_Polecenie_
Przepisz bez zmian dane poniżej, od samego początku aż do wiersza z "[840,0,1288,171]" włącznie.

Dane źródłowe:
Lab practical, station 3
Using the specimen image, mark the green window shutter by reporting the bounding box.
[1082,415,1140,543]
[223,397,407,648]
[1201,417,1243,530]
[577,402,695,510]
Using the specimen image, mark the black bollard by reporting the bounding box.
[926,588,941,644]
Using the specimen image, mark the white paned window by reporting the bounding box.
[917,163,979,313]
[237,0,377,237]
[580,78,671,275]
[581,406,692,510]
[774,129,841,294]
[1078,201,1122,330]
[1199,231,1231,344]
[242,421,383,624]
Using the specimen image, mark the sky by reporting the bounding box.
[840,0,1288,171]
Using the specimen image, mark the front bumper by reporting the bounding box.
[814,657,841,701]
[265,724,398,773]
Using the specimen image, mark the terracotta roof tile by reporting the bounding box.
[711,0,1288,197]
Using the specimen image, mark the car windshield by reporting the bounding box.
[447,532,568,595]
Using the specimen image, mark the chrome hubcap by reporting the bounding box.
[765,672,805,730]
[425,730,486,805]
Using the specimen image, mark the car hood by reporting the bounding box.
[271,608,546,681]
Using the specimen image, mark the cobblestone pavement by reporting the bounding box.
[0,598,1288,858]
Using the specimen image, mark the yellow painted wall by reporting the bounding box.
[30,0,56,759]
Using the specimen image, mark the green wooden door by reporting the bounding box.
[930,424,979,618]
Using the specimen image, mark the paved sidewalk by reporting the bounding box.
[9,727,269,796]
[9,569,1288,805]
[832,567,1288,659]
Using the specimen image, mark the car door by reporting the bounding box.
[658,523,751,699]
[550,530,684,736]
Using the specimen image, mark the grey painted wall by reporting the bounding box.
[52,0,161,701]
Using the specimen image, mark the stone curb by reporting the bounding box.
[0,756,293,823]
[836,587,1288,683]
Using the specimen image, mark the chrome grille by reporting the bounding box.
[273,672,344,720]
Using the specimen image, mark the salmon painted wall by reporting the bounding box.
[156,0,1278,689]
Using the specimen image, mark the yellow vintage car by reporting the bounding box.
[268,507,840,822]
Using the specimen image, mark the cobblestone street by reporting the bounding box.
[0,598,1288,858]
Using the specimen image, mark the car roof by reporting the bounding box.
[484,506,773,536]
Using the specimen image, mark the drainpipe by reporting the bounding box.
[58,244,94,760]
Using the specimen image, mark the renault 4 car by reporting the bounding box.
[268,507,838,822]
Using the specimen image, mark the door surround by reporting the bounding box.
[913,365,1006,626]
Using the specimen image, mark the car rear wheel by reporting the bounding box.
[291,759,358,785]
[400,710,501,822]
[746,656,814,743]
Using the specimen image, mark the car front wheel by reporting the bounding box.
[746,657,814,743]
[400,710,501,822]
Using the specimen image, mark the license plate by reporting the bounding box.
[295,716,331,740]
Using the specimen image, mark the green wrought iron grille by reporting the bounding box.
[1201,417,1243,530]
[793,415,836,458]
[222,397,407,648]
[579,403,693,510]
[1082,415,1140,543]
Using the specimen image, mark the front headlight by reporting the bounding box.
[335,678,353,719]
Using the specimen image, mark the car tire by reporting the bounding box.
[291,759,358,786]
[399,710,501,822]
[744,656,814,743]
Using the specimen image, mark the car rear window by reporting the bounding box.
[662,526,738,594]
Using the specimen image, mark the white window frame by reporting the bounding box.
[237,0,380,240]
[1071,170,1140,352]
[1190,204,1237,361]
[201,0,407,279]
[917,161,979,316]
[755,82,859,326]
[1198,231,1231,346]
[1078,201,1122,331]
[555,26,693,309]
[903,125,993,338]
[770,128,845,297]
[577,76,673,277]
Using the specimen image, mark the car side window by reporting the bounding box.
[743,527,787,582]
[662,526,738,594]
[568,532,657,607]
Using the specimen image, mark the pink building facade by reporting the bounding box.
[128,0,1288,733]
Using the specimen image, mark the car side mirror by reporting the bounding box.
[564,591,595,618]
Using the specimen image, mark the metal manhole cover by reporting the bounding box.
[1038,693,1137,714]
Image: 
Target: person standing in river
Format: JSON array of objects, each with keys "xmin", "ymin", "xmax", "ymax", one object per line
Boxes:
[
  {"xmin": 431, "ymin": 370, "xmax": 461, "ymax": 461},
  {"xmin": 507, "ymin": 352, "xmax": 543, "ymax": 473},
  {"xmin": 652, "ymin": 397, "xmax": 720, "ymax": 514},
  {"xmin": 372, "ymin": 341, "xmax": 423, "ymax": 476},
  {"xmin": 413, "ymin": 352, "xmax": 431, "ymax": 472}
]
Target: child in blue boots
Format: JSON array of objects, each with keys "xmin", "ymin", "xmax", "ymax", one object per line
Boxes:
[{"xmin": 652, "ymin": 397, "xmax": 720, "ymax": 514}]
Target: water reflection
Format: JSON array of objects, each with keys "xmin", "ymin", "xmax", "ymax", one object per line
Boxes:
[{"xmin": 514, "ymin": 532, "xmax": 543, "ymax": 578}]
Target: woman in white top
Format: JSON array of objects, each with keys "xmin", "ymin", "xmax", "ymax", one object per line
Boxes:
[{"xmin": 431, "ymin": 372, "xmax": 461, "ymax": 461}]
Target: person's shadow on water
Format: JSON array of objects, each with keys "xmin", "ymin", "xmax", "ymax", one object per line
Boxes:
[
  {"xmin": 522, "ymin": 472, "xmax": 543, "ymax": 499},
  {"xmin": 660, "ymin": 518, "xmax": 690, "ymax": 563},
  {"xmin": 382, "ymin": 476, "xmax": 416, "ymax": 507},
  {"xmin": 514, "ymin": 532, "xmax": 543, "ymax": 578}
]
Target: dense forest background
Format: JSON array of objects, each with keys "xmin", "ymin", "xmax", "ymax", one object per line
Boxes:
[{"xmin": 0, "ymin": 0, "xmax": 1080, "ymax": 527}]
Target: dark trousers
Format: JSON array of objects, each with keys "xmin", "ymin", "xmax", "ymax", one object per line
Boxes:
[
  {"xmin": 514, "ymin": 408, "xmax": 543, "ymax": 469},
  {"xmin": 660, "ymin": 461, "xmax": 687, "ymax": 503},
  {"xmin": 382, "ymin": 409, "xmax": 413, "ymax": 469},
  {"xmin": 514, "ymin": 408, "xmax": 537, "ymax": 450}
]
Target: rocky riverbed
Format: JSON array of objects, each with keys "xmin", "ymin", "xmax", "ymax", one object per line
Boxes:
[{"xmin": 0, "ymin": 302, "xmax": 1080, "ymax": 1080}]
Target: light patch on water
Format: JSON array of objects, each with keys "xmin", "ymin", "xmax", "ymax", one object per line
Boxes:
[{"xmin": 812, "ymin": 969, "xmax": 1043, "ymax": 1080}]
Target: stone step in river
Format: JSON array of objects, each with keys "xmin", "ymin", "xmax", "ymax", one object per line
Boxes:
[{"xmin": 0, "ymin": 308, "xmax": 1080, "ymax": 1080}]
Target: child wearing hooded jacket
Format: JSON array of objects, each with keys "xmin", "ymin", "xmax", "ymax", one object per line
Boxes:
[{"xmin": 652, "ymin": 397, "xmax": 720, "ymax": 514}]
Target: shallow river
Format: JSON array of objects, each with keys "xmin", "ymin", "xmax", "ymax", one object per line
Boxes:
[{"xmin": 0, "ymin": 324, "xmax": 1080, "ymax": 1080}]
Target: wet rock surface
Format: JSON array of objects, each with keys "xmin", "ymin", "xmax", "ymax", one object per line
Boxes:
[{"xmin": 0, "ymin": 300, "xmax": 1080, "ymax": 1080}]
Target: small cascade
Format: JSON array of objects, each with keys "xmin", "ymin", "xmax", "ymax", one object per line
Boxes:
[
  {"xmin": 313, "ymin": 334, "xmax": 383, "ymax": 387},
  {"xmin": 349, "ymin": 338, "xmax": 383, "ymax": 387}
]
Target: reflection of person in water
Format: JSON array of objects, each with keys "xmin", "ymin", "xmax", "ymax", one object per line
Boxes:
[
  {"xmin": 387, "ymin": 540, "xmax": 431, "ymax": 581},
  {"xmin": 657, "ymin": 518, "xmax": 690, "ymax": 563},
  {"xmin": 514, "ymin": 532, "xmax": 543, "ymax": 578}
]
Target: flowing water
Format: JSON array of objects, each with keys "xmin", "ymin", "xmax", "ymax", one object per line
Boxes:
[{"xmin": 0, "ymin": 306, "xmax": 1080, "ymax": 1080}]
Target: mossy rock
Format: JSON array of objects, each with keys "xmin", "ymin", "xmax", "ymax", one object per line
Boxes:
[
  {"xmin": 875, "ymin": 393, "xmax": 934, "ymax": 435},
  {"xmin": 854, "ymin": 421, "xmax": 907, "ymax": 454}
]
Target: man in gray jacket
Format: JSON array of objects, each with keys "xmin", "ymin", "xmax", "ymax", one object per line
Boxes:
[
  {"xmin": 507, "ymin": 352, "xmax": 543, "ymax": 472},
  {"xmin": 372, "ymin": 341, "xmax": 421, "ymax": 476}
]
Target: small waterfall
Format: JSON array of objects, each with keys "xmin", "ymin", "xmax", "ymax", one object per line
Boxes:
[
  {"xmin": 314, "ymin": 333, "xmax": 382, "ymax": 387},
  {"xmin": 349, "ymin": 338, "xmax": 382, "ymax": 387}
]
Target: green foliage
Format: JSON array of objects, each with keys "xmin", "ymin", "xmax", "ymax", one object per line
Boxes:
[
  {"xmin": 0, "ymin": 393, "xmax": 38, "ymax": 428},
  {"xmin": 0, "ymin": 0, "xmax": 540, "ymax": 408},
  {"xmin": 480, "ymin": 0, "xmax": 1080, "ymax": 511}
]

_Rozwiązanie_
Lab practical, station 3
Using the specimen image, mark the green window shutter by reporting the bounding box.
[1082,415,1140,543]
[223,397,407,648]
[1201,417,1243,530]
[577,402,695,510]
Using the specimen image, mark the black bollard by reporting the bounding box.
[926,588,941,644]
Using the specimen image, mark the white paned window by reporting the bounding box.
[917,163,979,313]
[237,0,377,237]
[580,78,671,275]
[581,406,692,510]
[774,129,841,294]
[1078,201,1122,330]
[1199,231,1231,344]
[242,421,383,624]
Using the specimen image, mark the sky by reporting the bounding box.
[840,0,1288,171]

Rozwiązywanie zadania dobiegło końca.